Region pointing data
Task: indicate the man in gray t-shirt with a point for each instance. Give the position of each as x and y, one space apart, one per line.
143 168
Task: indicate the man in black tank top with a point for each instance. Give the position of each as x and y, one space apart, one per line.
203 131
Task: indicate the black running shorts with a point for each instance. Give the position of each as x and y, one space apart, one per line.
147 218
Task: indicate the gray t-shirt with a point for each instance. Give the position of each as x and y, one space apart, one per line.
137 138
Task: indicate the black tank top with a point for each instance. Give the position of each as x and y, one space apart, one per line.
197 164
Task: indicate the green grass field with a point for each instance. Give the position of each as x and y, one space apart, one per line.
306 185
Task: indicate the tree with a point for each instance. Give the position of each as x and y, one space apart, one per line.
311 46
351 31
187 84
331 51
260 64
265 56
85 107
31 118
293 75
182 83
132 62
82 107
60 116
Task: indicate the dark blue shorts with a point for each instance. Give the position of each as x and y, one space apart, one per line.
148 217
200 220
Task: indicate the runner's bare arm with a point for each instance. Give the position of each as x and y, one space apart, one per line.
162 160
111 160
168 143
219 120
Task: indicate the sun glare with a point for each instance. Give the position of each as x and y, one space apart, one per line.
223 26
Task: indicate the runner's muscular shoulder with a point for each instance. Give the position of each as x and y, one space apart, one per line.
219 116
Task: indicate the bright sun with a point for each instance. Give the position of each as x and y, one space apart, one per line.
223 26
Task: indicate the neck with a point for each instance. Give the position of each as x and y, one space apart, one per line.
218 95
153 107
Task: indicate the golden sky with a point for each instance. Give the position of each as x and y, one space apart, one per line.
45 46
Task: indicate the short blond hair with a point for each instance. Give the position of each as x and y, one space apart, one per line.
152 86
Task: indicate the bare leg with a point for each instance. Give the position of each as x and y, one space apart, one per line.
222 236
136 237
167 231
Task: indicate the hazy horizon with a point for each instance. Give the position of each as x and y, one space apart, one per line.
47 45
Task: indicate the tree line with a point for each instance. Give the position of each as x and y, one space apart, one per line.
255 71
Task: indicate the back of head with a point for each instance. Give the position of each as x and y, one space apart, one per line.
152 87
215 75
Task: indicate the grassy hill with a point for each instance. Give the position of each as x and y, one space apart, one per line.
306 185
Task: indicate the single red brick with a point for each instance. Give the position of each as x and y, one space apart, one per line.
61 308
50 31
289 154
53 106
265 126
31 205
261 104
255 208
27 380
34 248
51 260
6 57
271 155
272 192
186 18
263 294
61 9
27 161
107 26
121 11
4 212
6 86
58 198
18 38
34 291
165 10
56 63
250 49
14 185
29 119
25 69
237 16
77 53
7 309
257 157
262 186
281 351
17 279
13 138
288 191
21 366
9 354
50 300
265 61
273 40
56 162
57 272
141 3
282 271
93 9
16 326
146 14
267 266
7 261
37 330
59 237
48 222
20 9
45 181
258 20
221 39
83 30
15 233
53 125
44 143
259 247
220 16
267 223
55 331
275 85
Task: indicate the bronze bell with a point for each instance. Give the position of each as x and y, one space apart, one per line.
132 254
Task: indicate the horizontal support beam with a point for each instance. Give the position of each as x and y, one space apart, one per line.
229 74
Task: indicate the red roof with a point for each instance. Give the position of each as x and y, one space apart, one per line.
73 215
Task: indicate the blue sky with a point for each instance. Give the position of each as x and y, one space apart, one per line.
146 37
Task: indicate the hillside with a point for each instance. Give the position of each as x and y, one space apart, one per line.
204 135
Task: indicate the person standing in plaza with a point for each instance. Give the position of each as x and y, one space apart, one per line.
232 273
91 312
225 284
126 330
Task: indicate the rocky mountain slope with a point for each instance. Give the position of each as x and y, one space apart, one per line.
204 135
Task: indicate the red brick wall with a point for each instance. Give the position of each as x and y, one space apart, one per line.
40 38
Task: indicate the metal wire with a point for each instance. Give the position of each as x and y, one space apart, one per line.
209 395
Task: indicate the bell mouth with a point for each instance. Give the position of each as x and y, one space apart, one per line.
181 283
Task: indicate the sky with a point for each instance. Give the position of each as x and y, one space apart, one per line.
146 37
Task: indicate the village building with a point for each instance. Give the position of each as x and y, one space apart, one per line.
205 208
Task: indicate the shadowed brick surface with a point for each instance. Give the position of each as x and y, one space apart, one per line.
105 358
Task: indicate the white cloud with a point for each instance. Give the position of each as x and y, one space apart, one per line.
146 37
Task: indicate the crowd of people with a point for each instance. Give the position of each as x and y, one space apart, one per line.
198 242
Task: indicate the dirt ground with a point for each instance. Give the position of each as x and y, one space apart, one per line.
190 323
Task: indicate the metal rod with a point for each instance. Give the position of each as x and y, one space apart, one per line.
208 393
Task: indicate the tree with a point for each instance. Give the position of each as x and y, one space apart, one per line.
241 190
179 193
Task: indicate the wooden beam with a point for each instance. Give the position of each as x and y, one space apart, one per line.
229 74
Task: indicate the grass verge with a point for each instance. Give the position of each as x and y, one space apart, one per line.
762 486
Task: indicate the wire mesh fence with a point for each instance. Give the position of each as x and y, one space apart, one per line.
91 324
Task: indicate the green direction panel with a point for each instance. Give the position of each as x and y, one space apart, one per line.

- [Work to complete] The data are to be transcribed in full, exactly as given.

- [Solution to this task]
Task: indicate the man in gray t-shirt with a point for each instance. Give the position of each as x and y, one space apart, one per line.
143 168
Task: indicate the man in black tank top with a point for each instance. Give the position of each as x and y, one space apart, one per line.
203 131
Task: indicate the black running shorts with a point for each instance. Give the position of each as x and y, one space apart, one per line.
147 218
Task: indicate the gray t-shirt with a point for each instance. Give the position of each as x and y, one space apart, one per line.
137 138
Task: indicate the black tank top with a point for each instance. Give the position of each as x and y, one space apart, one per line.
197 164
Task: indicate the green grass field with a point for each instance. Give the position of each as x and y, one space apart, one per line.
306 185
Task: indicate the tree with a point for each instance. Give the position of each as x and y, one space apart, one per line.
311 46
351 31
187 84
331 51
260 64
265 56
85 107
31 118
293 75
182 83
132 62
82 107
60 116
Task: indicate the dark blue shorts with a point for each instance. Give the position of each as x and y, one space apart, one per line.
148 217
200 220
Task: indicate the runner's bare arm with a point for each instance. Give the position of each as x and y, one space apart, one per line.
162 160
111 160
168 143
219 120
Task: indicate the sun glare with a point for each instance. Give the position of each as x and y, one space apart, one per line.
223 26
Task: indicate the runner's muscular shoulder with a point for each instance. Give the position of each as x and y, one space apart, one per line.
219 116
Task: indicate the bright sun with a point for each instance. Give the position of each as x and y, one space apart, one per line.
223 26
Task: indicate the neck with a point for each instance. Give the position of each as x and y, one space apart, one per line.
218 95
153 107
Task: indicate the golden sky with a point for each instance. Give the position of each as x and y, one space apart, one per line.
45 46
Task: indicate the short blond hair with a point for each instance. Give the position of each as x and y, one space apart, one per line.
152 86
Task: indicate the bare leg with a point for each instance. Give the position of each as x and y, one space apart, one per line.
222 236
136 237
167 231
Task: indicate the hazy horizon with a point for each instance. Give the position of each as x and y, one space apart, one per line.
47 45
Task: indicate the tree line with a point for each instance. Give the position of each as x and y, one space apart, one per line.
255 71
Task: indicate the back of head with a point for each instance. Give the position of each as x and y, one space apart, one per line.
152 87
215 75
Task: indicate the grassy hill with a point for each instance. Give the position of each as x and y, one space apart, one per line.
306 185
Task: indicate the single red brick with a point for each instance. Give the position of each as x and y, one space apart, one per line.
61 308
50 31
289 154
53 106
265 126
31 205
261 104
255 208
27 380
34 248
51 260
6 57
271 155
272 192
186 18
263 294
61 9
27 161
107 26
121 11
4 212
6 86
58 198
18 38
34 291
165 10
56 63
250 49
14 185
29 119
25 69
237 16
77 53
7 309
257 157
262 186
281 351
17 279
13 138
288 191
21 366
9 354
50 300
265 61
273 40
56 162
57 272
141 3
282 271
93 9
16 326
146 14
267 266
7 261
37 330
59 237
48 222
20 9
45 181
258 20
221 39
83 30
15 233
53 125
44 143
259 247
220 16
267 223
55 331
275 85
Task: indicate the bronze bell with a point for each instance. Give the position of each as x and y, one space apart, one per line.
132 254
Task: indicate the horizontal support beam with a point for each instance. Give the position of each as x and y, one space apart, one per line.
229 74
Task: indicate the red roof with a point for each instance. Give the position of each as x and y, one space apart, one per line.
73 215
Task: indicate the blue sky with a point for each instance. Give the position of each as x and y, one space apart, one per line.
146 37
Task: indicate the hillside with a point for each instance. Give the position of each as x and y, one space apart, one per line.
204 135
Task: indicate the person standing in plaza with a point for each instance. Give the position of each as x and y, one space apart, one per line.
232 273
91 312
225 284
126 330
Task: indicate the rocky mountain slope with a point for each instance. Give the position of each as x and y, one space apart, one per line.
204 135
Task: indicate the red brick wall with a point for each instance. Give the position of each as x and y, one space apart, one per line.
40 38
Task: indicate the metal wire with a point for each instance. Give the position of each as x and y, one space apart, one per line.
209 395
Task: indicate the bell mouth with a point for each instance. Give the position of each as x and y, one space apart, one per line.
181 283
Task: indicate the sky with a point for each instance. Give the position of each as x and y, one space apart, one per line.
146 37
Task: indicate the village building with a point for each instance. Give the position of each as x and y, one space apart, one per line.
205 208
Task: indicate the shadowed brick surface with a point for each instance. Give the position of each as x and y, one space apart, one per line.
105 358
Task: indicate the white cloud with a point for each instance. Give the position of each as x and y, one space apart, one per line.
146 37
Task: indicate the crowd of people with a point for each instance. Give the position of each as x and y, one space apart, one per line.
198 242
Task: indicate the dirt ground with a point for each instance. Give the position of each as x and y, one space apart, one per line.
190 323
Task: indicate the metal rod with a point for each instance. Give the position of each as x and y, one space apart, one per line.
208 393
Task: indicate the tree with a point for each instance. Give the position of each as x and y, one space apart, one per line.
241 190
179 193
Task: indicate the wooden beam with a point for each instance. Give the position of each as x and y, one space apart, one per line.
229 74
Task: indicate the grass verge with a point for each instance. Give the position of each as x and y, one space apart, one per line.
762 486
Task: indicate the wire mesh fence with a point for each instance. Give the position of each as x and y, one space apart, one per line.
91 324
Task: indicate the green direction panel with a point for each instance. Give the position of each as x and y, one space apart, one per line.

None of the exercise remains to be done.